TASK BRIEF - Please put the entries below into a JSON list of strings, one string per line with blank lines omitted. Leave out the pictures.

EXCERPTED RECORDS -
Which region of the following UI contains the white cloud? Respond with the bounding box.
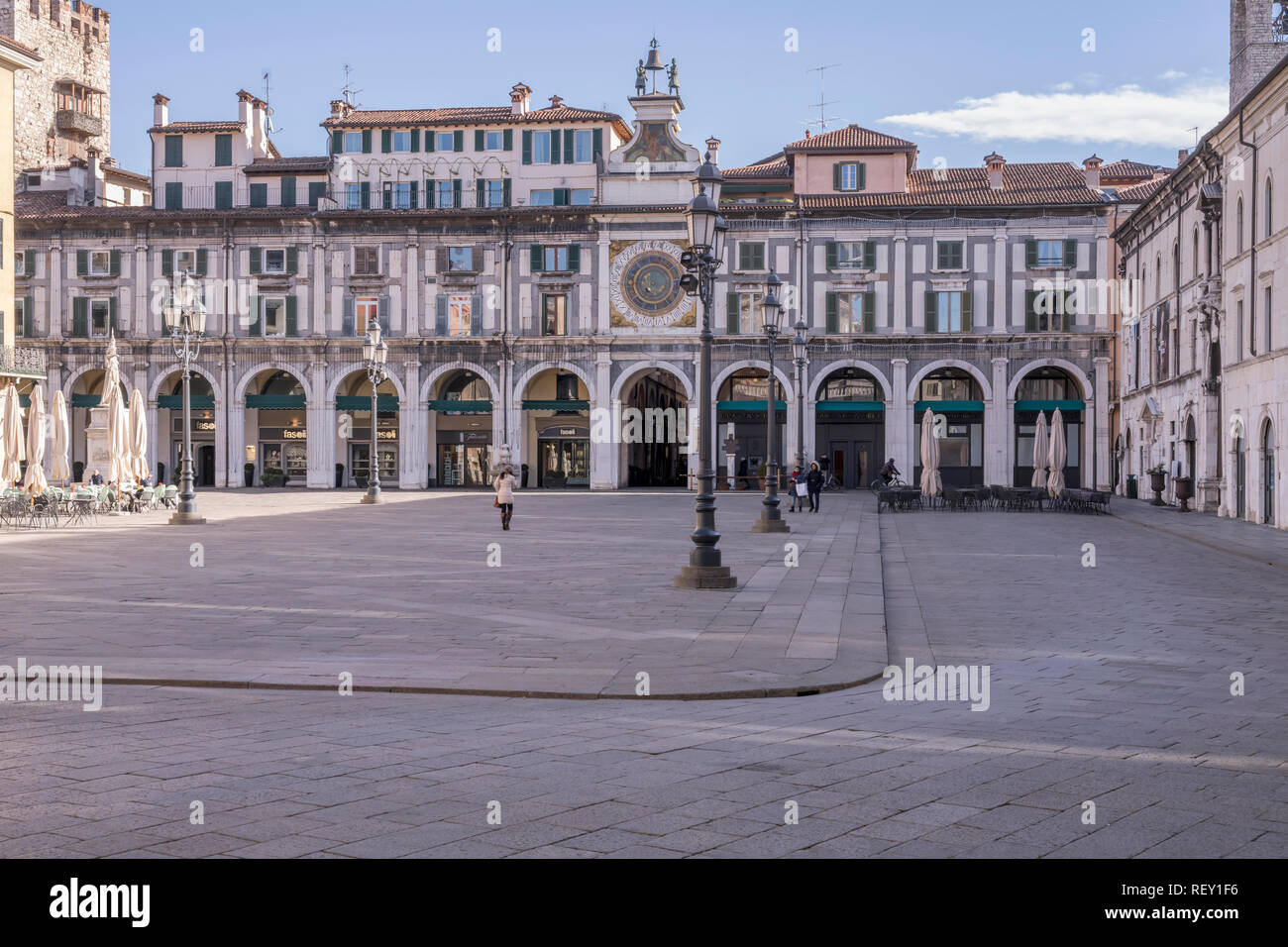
[881,82,1229,149]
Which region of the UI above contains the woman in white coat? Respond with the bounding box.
[492,466,518,530]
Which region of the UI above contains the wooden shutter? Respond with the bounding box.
[340,296,358,335]
[434,292,447,335]
[72,296,89,339]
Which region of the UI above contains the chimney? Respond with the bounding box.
[1082,155,1104,191]
[510,82,532,115]
[984,151,1006,191]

ANSWER TO THE TASK -
[
  "Which region of the following UI contains the white cloud? Respond with the bounding box.",
  "[881,82,1229,149]",
  "Which region of the UI above contains the woman in white coat? Respond with the bounding box.",
  "[492,466,518,530]",
  "Which region of the UI above contains the wooden shutter? Respond with the bounding box.",
  "[340,296,358,335]",
  "[434,292,447,335]",
  "[72,296,89,339]",
  "Which region of the UI above contains the chimney? Respond with the bounding box.",
  "[1082,155,1104,191]",
  "[510,82,532,115]",
  "[984,151,1006,191]"
]